# WORK TO COMPLETE
Pull out each line of the entries that contains the word "Circle".
══════════
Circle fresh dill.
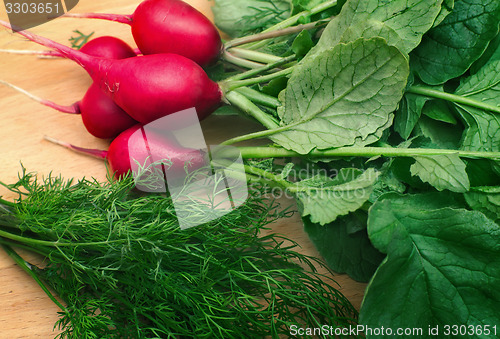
[0,172,357,338]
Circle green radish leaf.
[411,0,500,85]
[212,0,292,38]
[394,93,431,140]
[455,60,500,151]
[410,155,470,193]
[470,34,500,74]
[467,159,500,190]
[414,116,463,149]
[464,186,500,221]
[271,38,409,154]
[302,212,384,282]
[292,31,314,57]
[289,168,379,225]
[432,0,455,28]
[422,100,457,125]
[360,193,500,338]
[314,0,442,53]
══════════
# THE OUTPUT
Circle fresh dill.
Circle green radish leaf.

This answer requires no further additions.